[[ SOURCE PASSAGE open ]]
For example, a Wilson Center/Kissinger Institute article titled “Beijing's Ongoing Battle with Independent Foreign Journalism” refers to the expelling of the reporters from three major US corporate media outlets as an “assault on the very concept of free media,” sneering at the idea that China would “create a false equivalence between its party/state-controlled journalists abroad and foreign editorially independent journalists working in China.”
Note here the contrast of “free media” and “editorial independence” with the Chinese approach, which elides the ability of corporate ownership and the historically close relationship between these outlets and the American intelligence state to impact the types of reporting that an “independent” New York Times would be getting up to in China. I’ll probably write more on this later, but it’s clear that these are the same approaches to positing American editorial “freedom” in conflict with communist “state repression” that proliferated during the Cold War. Indeed this approach seems to be accelerating quickly from so-called “independent” media outlets as it becomes clear that the United States is in no position to deal with keeping its own population safe, let alone act as a world-police force in the face of the crisis.
2. Proliferation of “hacker/vectoralist” class formations and Capital’s “Great Leap Forward”.
In her book A Hacker Manfesto and its recent follow-up Capital Is Dead: Is This Something Worse? McKenzie Wark outlined a hypothesis that we may be experiencing the emergence of new class formations, coming out of capitalism in the way that capitalism emerged from feudalism. The orthodox Marxist perspective is generally taken to be that capitalism generates the contradictions that lead to its own demise, those between proletariat and bourgeoisie. But where Wark challenges this orthodoxy is to suggest that instead of that dialectical relationship resolving into the establishment of global communism, it’s possible that we’re seeing the emergence of a new mode of production based on controlling the flows and production of information — just as the capitalist class subjugates and prescribes new relations for previously dominant classes like landowners, a “vectoralist” class comes to subjugate even capitalists to their own ends.
A way to test the intuitive sense of this theory is to ask the question: would you rather be at the helm of Nike, a multibillion-dollar company which doesn’t actually produce anything, or one of their suppliers out in Guangzhou or Wuhan?
An antagonism that emerges from these new class relations is between these “vectoralists” and what Wark calls the “hacker” class — those who produce, remix, and build infrastructure for the flows of information. As capital mashes bodies, Wark argues, vectoralism eats brains.
And I think this argument is worth considering as we face a world where a decent portion of the US population is now suddenly working from home, physically divested from the means of production, but still working away, if still a bit dazed as they get used to the new reality — it’s a process that was underway before COVID-19, but this lens of “emergence” might help us see coming into focus that which was already present beforehand.
The examples of historically-present forms gaining new power as this crisis accelerates go on and on — the growing supremacy of Amazon, DoorDash, and other “just-in-time” logistics companies; the slow collapse of the American welfare state coming into sharp relief as Steve Mnuchin says on television that he thinks $1200 is enough to help Americans make it ten weeks without work; the fact that we all know what a “Zoom” is — and as we look to what will be, this moment serves as a reminder that we must start by looking at what always had been, and what histories were trying to emerge even before this present moment came to be.
[[ SOURCE PASSAGE closed ]]
[[ INFORMATION SUPPLIED open ]]
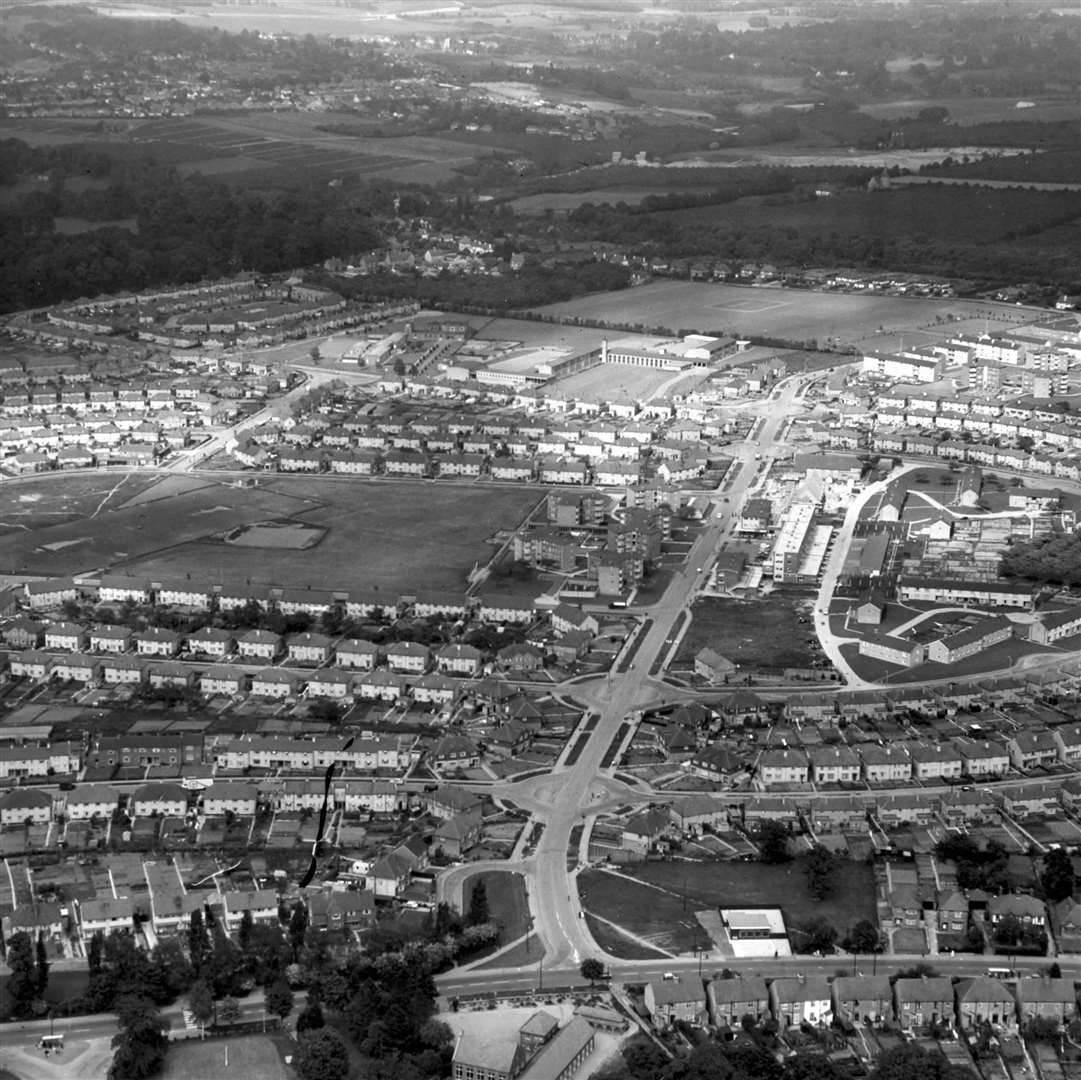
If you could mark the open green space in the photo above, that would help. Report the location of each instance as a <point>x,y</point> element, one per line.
<point>651,910</point>
<point>250,1057</point>
<point>378,535</point>
<point>759,635</point>
<point>35,503</point>
<point>507,902</point>
<point>781,312</point>
<point>759,884</point>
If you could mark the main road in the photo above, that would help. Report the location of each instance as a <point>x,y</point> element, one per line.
<point>571,795</point>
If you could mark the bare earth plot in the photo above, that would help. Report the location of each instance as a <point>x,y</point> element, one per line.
<point>782,312</point>
<point>392,535</point>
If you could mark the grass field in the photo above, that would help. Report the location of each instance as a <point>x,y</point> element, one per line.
<point>652,911</point>
<point>781,312</point>
<point>757,884</point>
<point>251,1057</point>
<point>507,902</point>
<point>387,535</point>
<point>36,503</point>
<point>760,635</point>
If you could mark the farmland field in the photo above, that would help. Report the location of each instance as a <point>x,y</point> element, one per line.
<point>782,312</point>
<point>251,1057</point>
<point>378,534</point>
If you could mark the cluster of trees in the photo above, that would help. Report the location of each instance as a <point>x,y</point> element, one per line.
<point>1053,559</point>
<point>532,285</point>
<point>28,961</point>
<point>186,229</point>
<point>922,230</point>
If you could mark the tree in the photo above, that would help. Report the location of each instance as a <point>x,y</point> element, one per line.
<point>1057,876</point>
<point>279,998</point>
<point>23,981</point>
<point>478,912</point>
<point>310,1017</point>
<point>41,965</point>
<point>909,1061</point>
<point>228,1011</point>
<point>244,931</point>
<point>201,1002</point>
<point>819,867</point>
<point>863,937</point>
<point>819,935</point>
<point>772,839</point>
<point>139,1045</point>
<point>591,970</point>
<point>297,927</point>
<point>321,1055</point>
<point>198,941</point>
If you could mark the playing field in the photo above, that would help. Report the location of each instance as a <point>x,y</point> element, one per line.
<point>791,314</point>
<point>251,1057</point>
<point>377,534</point>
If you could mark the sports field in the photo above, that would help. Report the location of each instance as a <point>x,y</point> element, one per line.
<point>377,534</point>
<point>250,1057</point>
<point>792,314</point>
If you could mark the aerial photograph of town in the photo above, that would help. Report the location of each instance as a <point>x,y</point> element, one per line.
<point>539,540</point>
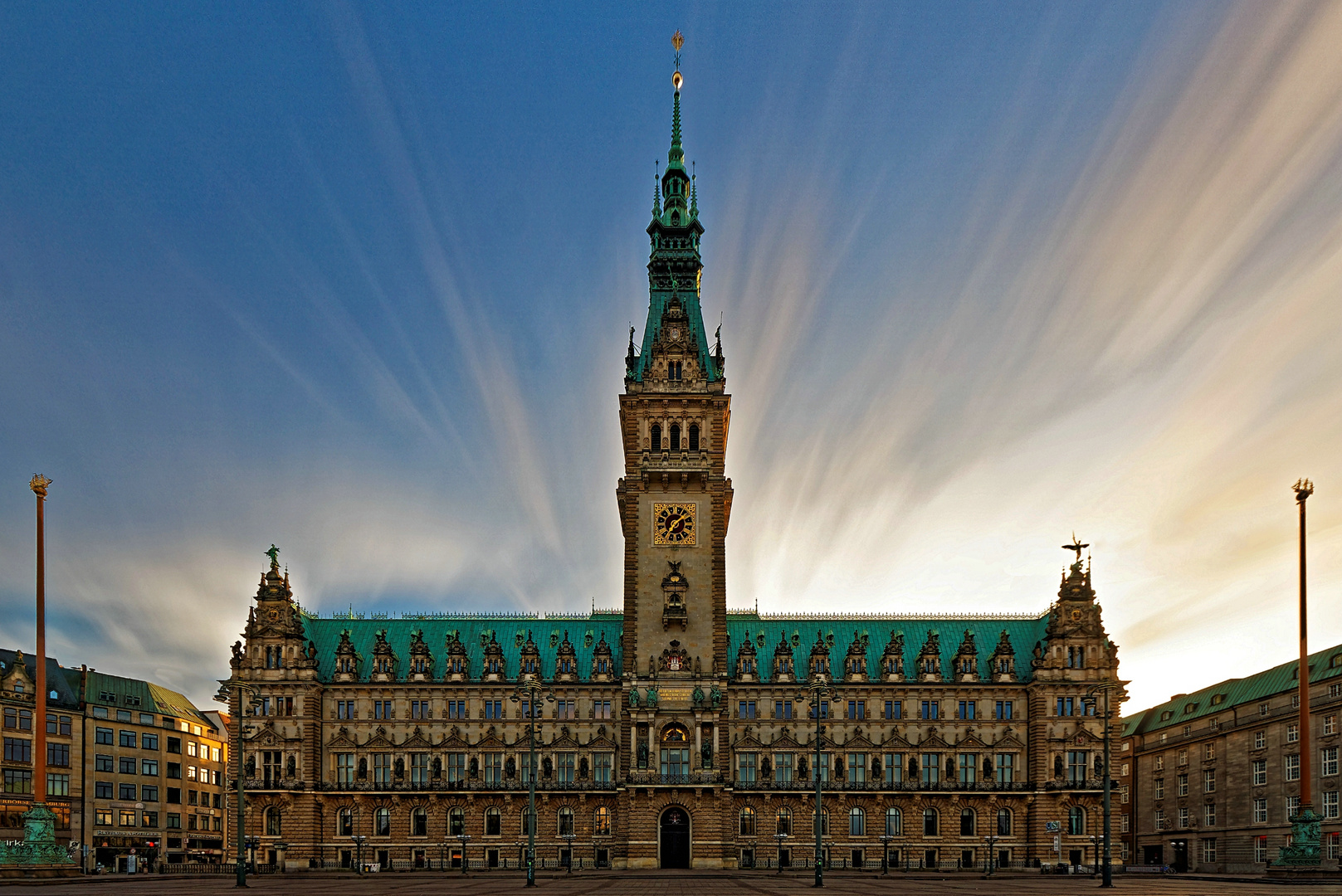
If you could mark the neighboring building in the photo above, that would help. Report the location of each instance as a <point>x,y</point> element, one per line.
<point>65,748</point>
<point>676,735</point>
<point>154,767</point>
<point>1215,774</point>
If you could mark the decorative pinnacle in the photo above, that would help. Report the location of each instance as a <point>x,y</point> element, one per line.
<point>1303,489</point>
<point>39,485</point>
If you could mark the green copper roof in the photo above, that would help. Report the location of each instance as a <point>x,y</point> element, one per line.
<point>1232,693</point>
<point>839,633</point>
<point>584,632</point>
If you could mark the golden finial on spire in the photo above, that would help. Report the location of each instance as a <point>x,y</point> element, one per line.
<point>676,41</point>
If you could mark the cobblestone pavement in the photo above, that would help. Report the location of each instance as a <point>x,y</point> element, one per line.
<point>650,884</point>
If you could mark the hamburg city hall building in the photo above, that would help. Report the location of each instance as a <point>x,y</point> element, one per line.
<point>672,733</point>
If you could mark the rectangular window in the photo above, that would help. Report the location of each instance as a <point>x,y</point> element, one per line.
<point>1078,763</point>
<point>893,767</point>
<point>420,767</point>
<point>17,750</point>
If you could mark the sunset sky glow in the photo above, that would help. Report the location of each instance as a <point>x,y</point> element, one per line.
<point>357,280</point>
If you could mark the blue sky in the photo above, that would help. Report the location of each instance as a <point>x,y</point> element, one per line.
<point>357,280</point>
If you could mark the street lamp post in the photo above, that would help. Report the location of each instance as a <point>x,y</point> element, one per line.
<point>885,854</point>
<point>817,689</point>
<point>465,840</point>
<point>1091,699</point>
<point>243,689</point>
<point>530,689</point>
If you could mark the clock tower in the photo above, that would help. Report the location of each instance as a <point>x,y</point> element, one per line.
<point>674,499</point>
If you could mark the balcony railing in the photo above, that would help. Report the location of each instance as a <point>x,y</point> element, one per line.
<point>878,786</point>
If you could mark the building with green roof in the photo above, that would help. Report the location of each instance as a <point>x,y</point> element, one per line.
<point>676,733</point>
<point>1211,778</point>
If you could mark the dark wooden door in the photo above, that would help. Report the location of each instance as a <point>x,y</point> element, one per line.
<point>676,839</point>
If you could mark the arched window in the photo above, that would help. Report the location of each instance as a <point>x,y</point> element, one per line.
<point>602,821</point>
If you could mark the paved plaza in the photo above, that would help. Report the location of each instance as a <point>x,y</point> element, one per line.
<point>655,884</point>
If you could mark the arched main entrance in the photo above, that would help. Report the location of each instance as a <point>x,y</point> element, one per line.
<point>674,840</point>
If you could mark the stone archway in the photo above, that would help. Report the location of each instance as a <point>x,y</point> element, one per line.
<point>674,837</point>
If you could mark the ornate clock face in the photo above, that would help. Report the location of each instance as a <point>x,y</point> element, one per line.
<point>672,524</point>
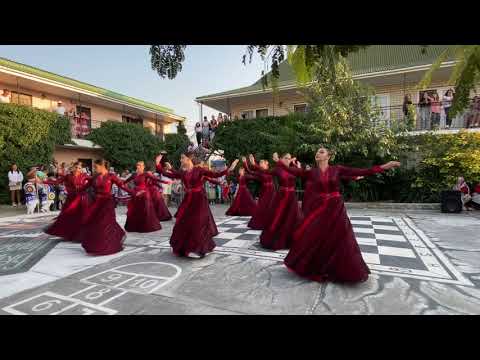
[[ INFORMATION SUPPLIED closed ]]
* TASK GOAL *
Echo the passage on media and class formations word for word, starting at "An antagonism that" and ending at "vectoralism eats brains.". You won't need the items for this.

* EXERCISE RESULT *
An antagonism that emerges from these new class relations is between these “vectoralists” and what Wark calls the “hacker” class — those who produce, remix, and build infrastructure for the flows of information. As capital mashes bodies, Wark argues, vectoralism eats brains.